→ **TEXT SHOWN**:
# Methotrexate in Crohn's Disease



## David (Jun 16, 2012)

The article, "Methotrexate in Crohn's Disease" by Christina Ha, Prasanna Kumaranayake, and Brian G. Fegan is found on pages 667-671 of the book, "Advanced Therapy in Inflammatory Bowel Disease" and is supported by 41 references.  For any of you interested in the deeper medical side of Crohn's Disease, this book is fantastic.  This thread will contain information I feel is useful in the article and I also open it up for discussion.

- Methotrexate (MTX) was originally created to treat Leukemia
- It is a, "Competitive antagonist of folic acid" -- it inhibits dihydrofolate reductase however they don't think that is what makes it work considering supplementation with folic acid doesn't cause MTX not to work.
- Methotrexate has been shown to suppress inflammatory molecules, decrease cytotoxic t-cell function, and reduce neutrophil activity.
- MTX is available in oral, IV, intramuscular, and subcutaneous forms.
- Doses less than 15mg are well absorbed.  Greater than 15mg and the absorption rate is varied.
- Oral doses of MTX between 15-25mg given orally were absorbed 73% less than subcutaneous doses.
- The main metabolite of MTX (what it turns into) is 7-hydroyxy-MTX -- it is converted to this in the liver by hepatic aldehyde
- NSAIDs and 5-ASA may increase the levels of MTX in the blood.
- MTX is excreted through the kidneys so anyone with kidney issues are at increased risk of toxicity.
- The most common side effects are nausea, vomiting, headache, myelosuppression, leukopenia, hypersensitivity pneumonitis (lung inflammation), fatigue, liver problems, hepatic fibrosis.
- Split dosing may help alleviate some side effects
- If fatigue is a problem, taking it at night may be beneficial
- Daily dosing can lead to hepatoxicity thus the weekly dosing.
- Routine liver enzyme tests should be done while on MTX.
- It's rare that liver issues arise for IBD patients on MTX.  Often there will be some fluctuation in liver enzymes but those usually normalize.
- Due to the potential for liver problems, MTX should be used with caution if people consume a lot of alcohol, already have levated liver enzymes, have diabetes, or are obese.

→ **WORK ORDER A**: Decide whether each statement agrees with the methotrexate post, answering yes or no and quoting the deciding words: (i) Methotrexate was first developed as a leukemia treatment. (ii) The body clears methotrexate mainly through the liver. (iii) Methotrexate is given weekly rather than daily because daily dosing can harm the liver.
→ **WORK ORDER B**: Render this sentence from the methotrexate post in Spanish: "Routine liver enzyme tests should be done while on MTX."
→ **WORK ORDER C**: Reproduce the methotrexate post word for word, from "- Oral doses" to "the weekly dosing.".

→ **EXCERPTED RECORDS**:
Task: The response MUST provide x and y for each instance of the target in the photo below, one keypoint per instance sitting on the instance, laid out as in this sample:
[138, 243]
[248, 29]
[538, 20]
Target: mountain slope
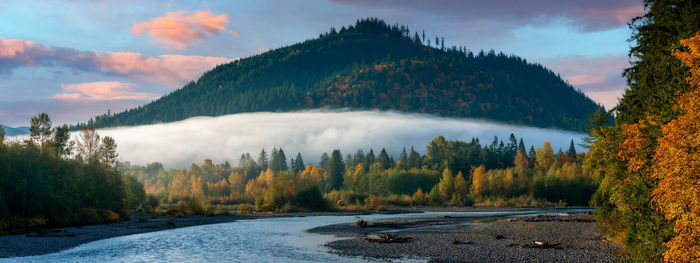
[372, 65]
[10, 131]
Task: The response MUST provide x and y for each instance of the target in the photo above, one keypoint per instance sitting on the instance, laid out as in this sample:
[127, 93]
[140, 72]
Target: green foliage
[620, 156]
[35, 183]
[363, 182]
[310, 198]
[371, 65]
[334, 170]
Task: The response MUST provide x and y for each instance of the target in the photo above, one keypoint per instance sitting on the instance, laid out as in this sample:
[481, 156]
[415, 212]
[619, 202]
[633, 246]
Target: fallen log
[53, 233]
[365, 224]
[541, 244]
[387, 238]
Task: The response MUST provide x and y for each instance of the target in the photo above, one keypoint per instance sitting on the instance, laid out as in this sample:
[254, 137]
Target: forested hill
[372, 65]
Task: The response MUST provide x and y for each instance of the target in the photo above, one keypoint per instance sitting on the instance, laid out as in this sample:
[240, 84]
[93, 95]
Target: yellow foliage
[678, 165]
[545, 156]
[479, 181]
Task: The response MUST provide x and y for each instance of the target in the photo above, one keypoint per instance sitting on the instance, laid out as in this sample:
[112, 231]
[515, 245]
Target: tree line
[647, 161]
[51, 180]
[373, 65]
[457, 173]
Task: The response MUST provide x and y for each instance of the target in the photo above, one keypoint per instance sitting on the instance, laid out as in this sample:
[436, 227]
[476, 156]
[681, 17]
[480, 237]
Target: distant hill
[10, 131]
[372, 65]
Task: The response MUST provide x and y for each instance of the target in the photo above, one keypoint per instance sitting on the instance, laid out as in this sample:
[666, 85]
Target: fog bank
[178, 144]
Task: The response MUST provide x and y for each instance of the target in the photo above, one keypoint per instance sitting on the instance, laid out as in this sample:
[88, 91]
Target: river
[258, 240]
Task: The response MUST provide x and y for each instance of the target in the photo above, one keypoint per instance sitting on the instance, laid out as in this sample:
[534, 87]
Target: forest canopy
[373, 65]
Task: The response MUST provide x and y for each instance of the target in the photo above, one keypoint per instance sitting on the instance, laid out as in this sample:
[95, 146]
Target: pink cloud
[172, 70]
[621, 15]
[168, 69]
[180, 29]
[599, 77]
[106, 90]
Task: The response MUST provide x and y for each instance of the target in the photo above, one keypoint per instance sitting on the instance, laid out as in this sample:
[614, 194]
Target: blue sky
[77, 59]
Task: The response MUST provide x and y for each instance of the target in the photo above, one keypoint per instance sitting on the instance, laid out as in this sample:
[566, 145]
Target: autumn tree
[479, 181]
[677, 165]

→ **TASK RESPONSE A**:
(i) Yes: "Methotrexate (MTX) was originally created to treat Leukemia"
(ii) No: "MTX is excreted through the kidneys"
(iii) Yes: "Daily dosing can lead to hepatoxicity thus the weekly dosing."

→ **TASK RESPONSE B**: Se deben realizar pruebas rutinarias de las enzimas hepáticas durante el tratamiento con MTX.

→ **TASK RESPONSE C**:
- Oral doses of MTX between 15-25mg given orally were absorbed 73% less than subcutaneous doses.
- The main metabolite of MTX (what it turns into) is 7-hydroyxy-MTX -- it is converted to this in the liver by hepatic aldehyde
- NSAIDs and 5-ASA may increase the levels of MTX in the blood.
- MTX is excreted through the kidneys so anyone with kidney issues are at increased risk of toxicity.
- The most common side effects are nausea, vomiting, headache, myelosuppression, leukopenia, hypersensitivity pneumonitis (lung inflammation), fatigue, liver problems, hepatic fibrosis.
- Split dosing may help alleviate some side effects
- If fatigue is a problem, taking it at night may be beneficial
- Daily dosing can lead to hepatoxicity thus the weekly dosing.